* Goal:
Take the line that contains "Please annotate the fly rod" as the first line and the last line of the material below as the final one; reproduce exactly the lines between, inclusive.

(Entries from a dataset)
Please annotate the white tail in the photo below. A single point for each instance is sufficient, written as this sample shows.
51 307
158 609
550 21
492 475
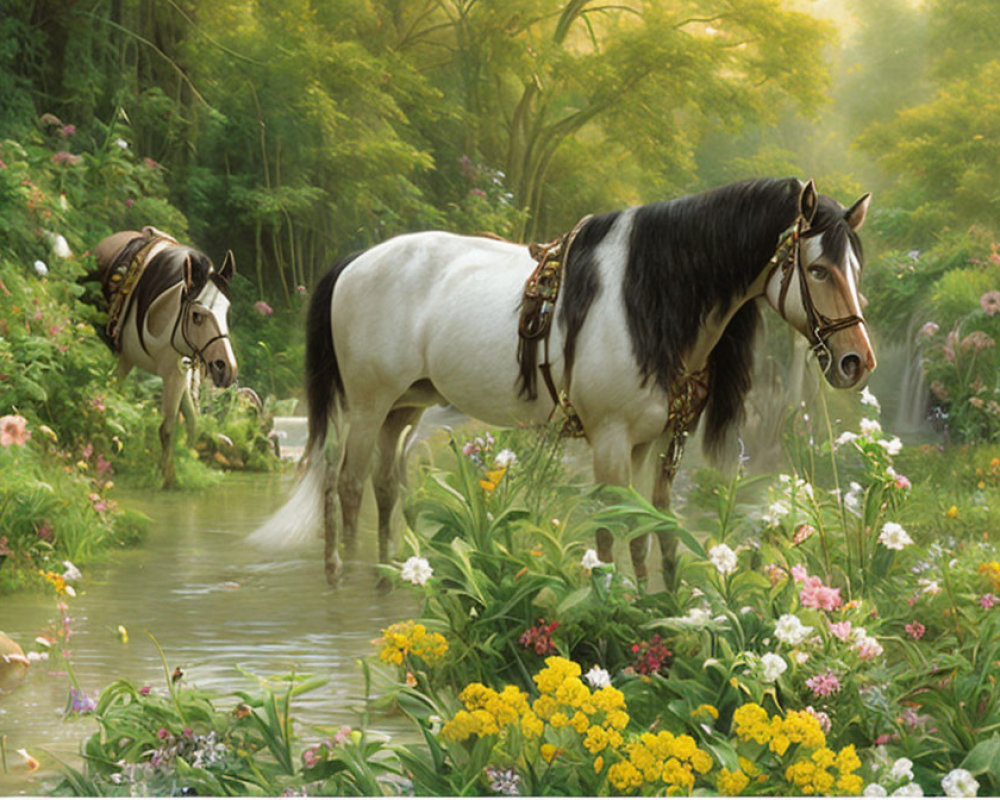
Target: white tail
300 519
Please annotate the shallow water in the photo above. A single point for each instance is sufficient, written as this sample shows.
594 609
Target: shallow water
213 603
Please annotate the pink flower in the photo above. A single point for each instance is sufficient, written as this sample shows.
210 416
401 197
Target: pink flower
915 629
824 684
64 157
814 593
803 533
14 430
842 630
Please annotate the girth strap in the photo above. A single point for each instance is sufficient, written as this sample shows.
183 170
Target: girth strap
537 310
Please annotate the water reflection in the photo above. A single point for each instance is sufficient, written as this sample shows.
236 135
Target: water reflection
213 603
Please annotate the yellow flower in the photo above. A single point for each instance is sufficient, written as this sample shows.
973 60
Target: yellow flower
623 776
493 478
847 760
701 761
596 739
731 783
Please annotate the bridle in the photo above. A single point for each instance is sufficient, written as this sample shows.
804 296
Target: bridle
788 259
197 354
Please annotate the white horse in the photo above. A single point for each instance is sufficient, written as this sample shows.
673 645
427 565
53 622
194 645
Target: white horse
166 303
655 320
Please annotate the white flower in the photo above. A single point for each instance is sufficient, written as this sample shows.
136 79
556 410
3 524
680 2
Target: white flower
598 678
852 500
844 438
790 630
960 783
891 446
901 768
723 558
505 458
868 399
869 426
775 513
416 570
894 536
772 665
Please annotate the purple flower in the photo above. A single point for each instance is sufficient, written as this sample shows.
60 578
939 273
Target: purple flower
824 684
79 702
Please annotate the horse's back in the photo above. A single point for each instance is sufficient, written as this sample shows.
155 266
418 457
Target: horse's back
434 306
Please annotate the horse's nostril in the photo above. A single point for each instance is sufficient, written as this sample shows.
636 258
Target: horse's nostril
850 366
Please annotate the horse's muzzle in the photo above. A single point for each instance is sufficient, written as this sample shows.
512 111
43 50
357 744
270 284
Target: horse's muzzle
222 372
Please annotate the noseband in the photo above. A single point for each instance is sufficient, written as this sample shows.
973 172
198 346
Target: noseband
788 259
197 354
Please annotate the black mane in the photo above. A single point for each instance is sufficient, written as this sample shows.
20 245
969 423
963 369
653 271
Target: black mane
687 257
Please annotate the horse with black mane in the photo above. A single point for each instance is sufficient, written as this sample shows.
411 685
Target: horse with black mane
166 302
655 322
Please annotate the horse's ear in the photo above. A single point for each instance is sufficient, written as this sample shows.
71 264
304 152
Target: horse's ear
855 215
188 276
228 268
808 201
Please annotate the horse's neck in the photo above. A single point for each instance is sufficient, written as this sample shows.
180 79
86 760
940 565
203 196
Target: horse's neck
716 322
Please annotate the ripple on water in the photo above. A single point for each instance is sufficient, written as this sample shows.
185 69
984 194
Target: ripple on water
215 605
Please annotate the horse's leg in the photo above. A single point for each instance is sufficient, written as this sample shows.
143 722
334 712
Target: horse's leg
174 387
611 465
190 415
668 542
639 546
388 472
355 461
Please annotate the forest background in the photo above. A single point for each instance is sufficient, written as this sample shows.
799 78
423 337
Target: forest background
297 132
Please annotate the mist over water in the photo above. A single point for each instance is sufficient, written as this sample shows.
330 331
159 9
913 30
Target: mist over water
215 605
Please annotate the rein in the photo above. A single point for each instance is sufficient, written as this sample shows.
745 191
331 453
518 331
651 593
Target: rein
197 354
537 307
788 259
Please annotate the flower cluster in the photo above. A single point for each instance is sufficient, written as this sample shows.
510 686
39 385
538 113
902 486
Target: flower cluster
403 639
810 772
651 656
539 637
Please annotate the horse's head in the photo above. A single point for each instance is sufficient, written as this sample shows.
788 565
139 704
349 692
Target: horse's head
814 286
203 318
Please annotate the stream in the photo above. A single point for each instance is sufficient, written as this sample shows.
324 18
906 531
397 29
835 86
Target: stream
213 603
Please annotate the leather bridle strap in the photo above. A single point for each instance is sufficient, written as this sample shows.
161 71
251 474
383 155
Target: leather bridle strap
197 354
788 258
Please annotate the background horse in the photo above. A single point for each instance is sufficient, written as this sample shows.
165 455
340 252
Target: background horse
166 301
654 318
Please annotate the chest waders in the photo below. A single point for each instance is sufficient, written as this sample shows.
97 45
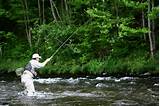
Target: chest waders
29 68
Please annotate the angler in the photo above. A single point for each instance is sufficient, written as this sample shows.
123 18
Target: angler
30 72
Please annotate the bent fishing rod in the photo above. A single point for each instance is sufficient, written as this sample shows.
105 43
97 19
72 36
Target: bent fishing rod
66 40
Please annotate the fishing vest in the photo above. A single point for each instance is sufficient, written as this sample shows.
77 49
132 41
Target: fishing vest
29 68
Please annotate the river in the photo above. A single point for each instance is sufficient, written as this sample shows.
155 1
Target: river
83 91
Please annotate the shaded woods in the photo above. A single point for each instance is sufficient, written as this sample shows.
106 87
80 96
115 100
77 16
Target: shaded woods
115 37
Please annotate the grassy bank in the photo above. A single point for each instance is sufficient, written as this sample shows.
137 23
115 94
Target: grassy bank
128 66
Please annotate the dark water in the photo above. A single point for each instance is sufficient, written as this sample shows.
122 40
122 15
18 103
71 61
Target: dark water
100 91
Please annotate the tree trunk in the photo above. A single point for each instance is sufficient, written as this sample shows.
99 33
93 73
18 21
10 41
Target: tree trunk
117 16
56 10
143 23
149 33
39 10
153 29
26 22
54 16
43 13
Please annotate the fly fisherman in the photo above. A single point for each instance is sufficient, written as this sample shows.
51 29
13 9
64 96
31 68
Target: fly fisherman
30 72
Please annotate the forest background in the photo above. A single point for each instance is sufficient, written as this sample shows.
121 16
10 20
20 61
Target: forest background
109 37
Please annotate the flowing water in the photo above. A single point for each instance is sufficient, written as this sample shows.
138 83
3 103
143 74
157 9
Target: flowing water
99 91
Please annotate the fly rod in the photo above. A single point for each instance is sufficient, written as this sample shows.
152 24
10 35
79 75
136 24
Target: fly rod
66 41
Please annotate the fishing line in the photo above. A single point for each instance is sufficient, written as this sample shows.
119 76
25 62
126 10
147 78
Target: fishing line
67 40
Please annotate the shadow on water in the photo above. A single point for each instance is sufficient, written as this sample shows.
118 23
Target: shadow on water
100 91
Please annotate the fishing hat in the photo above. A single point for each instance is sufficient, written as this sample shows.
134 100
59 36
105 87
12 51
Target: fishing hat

* Result of this exercise:
Please annotate the fly rod in the photo above. A single point for each instance is sufficient, written as this sample shows.
152 24
10 35
79 75
136 24
Target: fly rod
66 41
Please annotate the fishing line in the photo above. A single point for each instance is sufficient, written as this sample shows.
119 76
25 62
126 10
147 78
Target: fishing line
67 40
Please annotate the shadow on water in the photo above. A single point for each instance is sufficient, written as this sample shows.
118 23
Target: shadow on water
100 91
Please annotate the fishing hat in the photo above. A single point for each instance is sufficient, written as this sample shows.
134 100
59 36
105 87
12 51
Target: fishing hat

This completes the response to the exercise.